## [WHAT TO PRODUCE]
Please copy every one of the records below, line for line, without changing anything.
********
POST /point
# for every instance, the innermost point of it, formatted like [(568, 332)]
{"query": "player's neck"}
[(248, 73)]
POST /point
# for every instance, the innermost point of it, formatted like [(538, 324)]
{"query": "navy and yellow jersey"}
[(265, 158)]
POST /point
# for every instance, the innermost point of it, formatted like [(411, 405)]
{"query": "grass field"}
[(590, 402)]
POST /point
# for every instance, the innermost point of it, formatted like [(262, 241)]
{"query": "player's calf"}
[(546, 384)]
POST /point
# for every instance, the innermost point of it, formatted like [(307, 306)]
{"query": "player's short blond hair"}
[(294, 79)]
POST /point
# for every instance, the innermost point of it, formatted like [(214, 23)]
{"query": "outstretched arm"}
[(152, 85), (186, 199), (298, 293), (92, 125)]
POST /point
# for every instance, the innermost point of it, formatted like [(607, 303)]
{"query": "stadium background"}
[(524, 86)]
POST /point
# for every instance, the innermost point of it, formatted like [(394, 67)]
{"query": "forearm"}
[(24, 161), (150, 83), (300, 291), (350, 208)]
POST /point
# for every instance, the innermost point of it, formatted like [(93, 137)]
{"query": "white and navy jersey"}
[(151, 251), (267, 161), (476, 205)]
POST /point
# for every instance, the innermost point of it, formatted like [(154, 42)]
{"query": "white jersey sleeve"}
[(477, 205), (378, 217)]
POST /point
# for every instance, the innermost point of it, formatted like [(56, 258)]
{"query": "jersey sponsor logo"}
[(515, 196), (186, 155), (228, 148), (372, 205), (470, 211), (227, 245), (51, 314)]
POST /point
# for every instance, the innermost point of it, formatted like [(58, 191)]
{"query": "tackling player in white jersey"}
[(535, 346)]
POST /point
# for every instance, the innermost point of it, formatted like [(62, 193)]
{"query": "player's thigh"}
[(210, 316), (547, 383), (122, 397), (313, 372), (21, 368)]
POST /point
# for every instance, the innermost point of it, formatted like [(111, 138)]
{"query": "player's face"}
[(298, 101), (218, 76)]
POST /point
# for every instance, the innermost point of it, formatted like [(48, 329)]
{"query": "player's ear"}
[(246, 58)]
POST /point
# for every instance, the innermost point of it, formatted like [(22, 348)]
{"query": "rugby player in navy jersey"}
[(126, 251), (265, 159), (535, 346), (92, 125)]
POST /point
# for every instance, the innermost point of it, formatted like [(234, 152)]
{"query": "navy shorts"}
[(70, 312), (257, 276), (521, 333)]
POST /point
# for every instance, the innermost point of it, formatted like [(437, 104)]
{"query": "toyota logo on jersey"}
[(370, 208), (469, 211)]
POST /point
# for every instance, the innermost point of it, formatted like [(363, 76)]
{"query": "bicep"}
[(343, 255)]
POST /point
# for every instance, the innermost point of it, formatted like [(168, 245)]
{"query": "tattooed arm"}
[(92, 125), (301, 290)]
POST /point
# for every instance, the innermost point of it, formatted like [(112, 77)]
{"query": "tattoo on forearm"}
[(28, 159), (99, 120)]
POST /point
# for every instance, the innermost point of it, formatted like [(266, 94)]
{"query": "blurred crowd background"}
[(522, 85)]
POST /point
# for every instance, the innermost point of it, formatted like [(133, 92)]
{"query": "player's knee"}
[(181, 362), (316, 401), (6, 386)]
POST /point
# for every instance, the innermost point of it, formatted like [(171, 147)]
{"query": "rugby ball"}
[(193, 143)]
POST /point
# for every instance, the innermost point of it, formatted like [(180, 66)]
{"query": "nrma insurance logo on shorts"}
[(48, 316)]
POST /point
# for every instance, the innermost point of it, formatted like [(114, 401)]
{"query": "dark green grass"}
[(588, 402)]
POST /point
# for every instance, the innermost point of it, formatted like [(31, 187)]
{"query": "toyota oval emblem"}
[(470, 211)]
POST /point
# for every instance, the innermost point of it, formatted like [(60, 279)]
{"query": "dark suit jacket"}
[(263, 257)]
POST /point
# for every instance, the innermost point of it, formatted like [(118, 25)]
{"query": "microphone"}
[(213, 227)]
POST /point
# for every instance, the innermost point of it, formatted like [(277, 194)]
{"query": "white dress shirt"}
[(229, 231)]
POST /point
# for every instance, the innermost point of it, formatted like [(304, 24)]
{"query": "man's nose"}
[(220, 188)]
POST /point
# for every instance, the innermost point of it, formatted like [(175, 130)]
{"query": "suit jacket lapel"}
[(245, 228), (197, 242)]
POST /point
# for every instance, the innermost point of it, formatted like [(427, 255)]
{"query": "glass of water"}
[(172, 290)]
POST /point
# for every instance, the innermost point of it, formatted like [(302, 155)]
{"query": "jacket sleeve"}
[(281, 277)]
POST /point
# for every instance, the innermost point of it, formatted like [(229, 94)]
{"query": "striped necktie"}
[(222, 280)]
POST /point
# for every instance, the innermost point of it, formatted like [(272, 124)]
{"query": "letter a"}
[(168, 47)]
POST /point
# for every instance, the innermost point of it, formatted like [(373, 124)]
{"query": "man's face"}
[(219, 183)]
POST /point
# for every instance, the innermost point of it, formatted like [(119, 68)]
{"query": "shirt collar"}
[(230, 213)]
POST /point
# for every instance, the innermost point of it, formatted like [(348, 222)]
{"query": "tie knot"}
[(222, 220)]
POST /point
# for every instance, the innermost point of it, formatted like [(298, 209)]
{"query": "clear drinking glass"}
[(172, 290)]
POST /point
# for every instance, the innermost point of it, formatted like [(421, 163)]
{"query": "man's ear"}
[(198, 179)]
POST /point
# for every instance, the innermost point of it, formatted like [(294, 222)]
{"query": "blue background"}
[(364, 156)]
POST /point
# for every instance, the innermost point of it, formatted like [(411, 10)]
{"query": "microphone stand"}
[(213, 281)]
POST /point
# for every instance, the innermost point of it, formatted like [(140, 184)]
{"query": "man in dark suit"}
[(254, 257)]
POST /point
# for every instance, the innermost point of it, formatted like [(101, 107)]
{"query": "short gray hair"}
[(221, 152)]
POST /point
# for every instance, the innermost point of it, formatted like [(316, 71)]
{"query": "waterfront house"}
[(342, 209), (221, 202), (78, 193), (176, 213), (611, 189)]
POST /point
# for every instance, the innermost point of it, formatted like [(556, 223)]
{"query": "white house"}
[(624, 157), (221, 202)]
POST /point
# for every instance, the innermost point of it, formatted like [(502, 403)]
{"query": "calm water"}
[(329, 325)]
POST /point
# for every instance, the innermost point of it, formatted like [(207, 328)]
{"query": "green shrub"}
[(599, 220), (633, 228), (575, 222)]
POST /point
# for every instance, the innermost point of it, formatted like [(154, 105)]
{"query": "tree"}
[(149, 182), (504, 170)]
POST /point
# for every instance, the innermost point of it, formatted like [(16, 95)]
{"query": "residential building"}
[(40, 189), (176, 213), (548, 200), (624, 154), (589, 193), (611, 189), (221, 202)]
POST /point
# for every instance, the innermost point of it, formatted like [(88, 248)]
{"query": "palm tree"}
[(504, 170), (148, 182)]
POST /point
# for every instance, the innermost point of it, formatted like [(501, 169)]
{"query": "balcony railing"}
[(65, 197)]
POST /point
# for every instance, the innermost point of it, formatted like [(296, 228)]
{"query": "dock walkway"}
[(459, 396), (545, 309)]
********
## [COMPLETED TASK]
POST /point
# for every instance, the innermost point of it, formatted like [(568, 332)]
{"query": "player's neck"}
[(248, 73)]
POST /point
# for every instance, the innermost point of it, formatted like [(538, 324)]
{"query": "navy and yellow jersey"}
[(265, 158)]
POST /point
# for every instance, the innermost point of it, formatted like [(411, 405)]
{"query": "grass field"}
[(590, 402)]
POST /point
# for every instance, the innermost point of it, formatted like [(262, 241)]
{"query": "player's calf"}
[(546, 384)]
POST /point
# for every instance, the innermost point of it, formatted like [(307, 306)]
{"query": "player's short blond hair"}
[(294, 79)]
POST /point
# for every instance, the innermost point of it, formatted like [(214, 23)]
{"query": "outstretched arm"}
[(152, 85), (186, 199), (298, 293), (92, 125)]
POST /point
# for every instance, the innermost point of it, formatted like [(607, 303)]
{"query": "stadium background"}
[(524, 86)]
POST /point
# for every instance, the innermost point of it, formatted like [(394, 67)]
{"query": "forearm"}
[(24, 161), (150, 83), (300, 291), (350, 208)]
POST /point
# for every instance, the innermost point of it, formatted like [(93, 137)]
{"query": "white and navy jersey"}
[(151, 251), (267, 161), (476, 205)]
POST /point
# for every instance, the innermost point of it, formatted like [(154, 42)]
{"query": "white jersey sleeve"}
[(477, 205), (378, 217)]
POST /point
# for every instance, the innermost point of it, formatted like [(56, 258)]
{"query": "jersey sponsor logo"}
[(515, 196), (186, 155), (228, 148), (372, 205), (470, 211), (227, 245), (51, 314)]
POST /point
# for every instance, the innermost point of it, formatted like [(58, 191)]
{"query": "tackling player in white jersey"}
[(535, 346)]
POST /point
# for every instance, the innermost point of it, formatted like [(62, 193)]
{"query": "player's thigh"}
[(210, 316), (547, 383), (122, 397), (313, 372), (21, 368)]
POST /point
# for every instance, the innermost point of it, formatted like [(111, 138)]
{"query": "player's face"}
[(298, 101), (218, 76)]
POST /point
# for every instance, the innermost point of it, formatted like [(48, 329)]
{"query": "player's ear"}
[(246, 58)]
POST /point
# for every instance, the innermost point of it, formatted like [(22, 348)]
{"query": "rugby player in navy jersey"}
[(126, 251), (265, 159), (535, 346), (92, 125)]
POST /point
# for every instance, the innermost point of it, formatted like [(234, 152)]
{"query": "navy shorts"}
[(70, 312), (257, 276), (521, 333)]
POST /point
# for every instance, the innermost point of it, formatted like [(437, 104)]
{"query": "toyota logo on jersey"}
[(370, 208), (469, 211)]
POST /point
# for every instance, the innermost point of it, formatted like [(363, 76)]
{"query": "bicep"}
[(343, 255)]
POST /point
# for every instance, the innermost point of it, formatted like [(168, 245)]
{"query": "tattooed arm"}
[(92, 125), (301, 290)]
POST /point
# for every instance, the innermost point of it, formatted like [(112, 77)]
{"query": "tattoo on forearm"}
[(28, 159), (99, 120)]
POST /point
# for every instance, the innermost point of it, formatted like [(266, 94)]
{"query": "blurred crowd background"}
[(522, 85)]
POST /point
# for every instance, the innermost point of it, formatted like [(133, 92)]
{"query": "player's knee"}
[(181, 362), (316, 401), (6, 386)]
POST /point
# for every instance, the innermost point of it, formatted like [(171, 147)]
{"query": "rugby ball"}
[(193, 143)]
POST /point
# for every instance, the innermost point of it, formatted like [(180, 66)]
{"query": "nrma insurance logo on shorts"}
[(48, 316)]
POST /point
# for every instance, the innermost point of it, formatted like [(114, 401)]
{"query": "dark green grass"}
[(588, 402)]
POST /point
# for every instance, the innermost point of it, formatted like [(31, 187)]
{"query": "toyota oval emblem"}
[(470, 211)]
POST /point
# for every instance, the innermost point of it, formatted like [(60, 279)]
{"query": "dark suit jacket"}
[(263, 257)]
POST /point
# for every instance, the innermost point of it, formatted like [(118, 25)]
{"query": "microphone"}
[(213, 227)]
POST /point
# for every instance, the innermost point of it, formatted like [(277, 194)]
{"query": "white dress shirt"}
[(229, 231)]
POST /point
# for every instance, the innermost point of it, formatted like [(304, 24)]
{"query": "man's nose"}
[(220, 188)]
POST /point
# for every instance, the innermost point of it, formatted like [(175, 130)]
{"query": "suit jacket lapel"}
[(245, 228), (197, 242)]
POST /point
# for every instance, the innermost point of it, formatted like [(427, 255)]
{"query": "glass of water"}
[(172, 290)]
POST /point
# for every instance, the innermost point of it, formatted like [(302, 155)]
{"query": "jacket sleeve"}
[(281, 277)]
POST /point
# for every instance, the innermost point of it, formatted like [(229, 94)]
{"query": "striped necktie"}
[(222, 280)]
POST /point
# for every instance, the innermost point of it, formatted like [(272, 124)]
{"query": "letter a"}
[(168, 47)]
POST /point
# for every instance, the innermost point of it, formatted like [(373, 124)]
{"query": "man's face"}
[(219, 183)]
POST /point
# for every instance, the innermost point of it, formatted like [(119, 68)]
{"query": "shirt collar"}
[(230, 213)]
POST /point
# for every instance, the innermost point of it, formatted like [(348, 222)]
{"query": "tie knot"}
[(222, 220)]
POST /point
# for every instance, the innermost point of it, formatted like [(298, 209)]
{"query": "clear drinking glass"}
[(172, 290)]
POST /point
# for every instance, the innermost point of it, formatted like [(421, 163)]
{"query": "man's ear"}
[(198, 179)]
POST /point
# for every instance, the innermost point of it, formatted like [(294, 222)]
{"query": "blue background"}
[(364, 156)]
POST /point
# for every instance, the innermost point of it, formatted like [(411, 10)]
{"query": "microphone stand"}
[(213, 281)]
POST /point
# for every instance, the innermost point of it, formatted like [(140, 184)]
{"query": "man in dark suit"}
[(254, 257)]
POST /point
# for every instance, the innermost point of it, formatted like [(101, 107)]
{"query": "short gray hair"}
[(221, 152)]
POST /point
# for every instance, the innermost point of it, formatted like [(316, 71)]
{"query": "waterfront house"}
[(342, 209), (221, 202), (78, 193), (176, 213), (611, 189)]
POST /point
# for every instance, the innermost point of it, formatted like [(556, 223)]
{"query": "white house"}
[(624, 157), (221, 202)]
POST /point
# for every instance, the innermost point of it, formatted like [(502, 403)]
{"query": "calm water"}
[(329, 325)]
POST /point
# for every instance, the innermost point of it, formatted like [(207, 328)]
{"query": "green shrub"}
[(599, 220), (633, 228), (575, 222)]
POST /point
# for every instance, the innermost point of it, formatted like [(154, 105)]
{"query": "tree"}
[(149, 182), (504, 170)]
POST /point
# for every instance, the innermost point of it, formatted like [(16, 95)]
{"query": "residential building"}
[(40, 189), (176, 213), (548, 200), (624, 154), (589, 193), (611, 189), (221, 202)]
POST /point
# for every instance, the innermost point of it, formatted like [(88, 248)]
{"query": "palm tree"}
[(504, 170), (148, 182)]
POST /point
# for every instance, the innermost point of it, formatted like [(501, 169)]
{"query": "balcony railing"}
[(65, 197)]
POST /point
# for every instance, the innermost point of it, formatted like [(296, 228)]
{"query": "dock walkway"}
[(459, 396), (545, 309)]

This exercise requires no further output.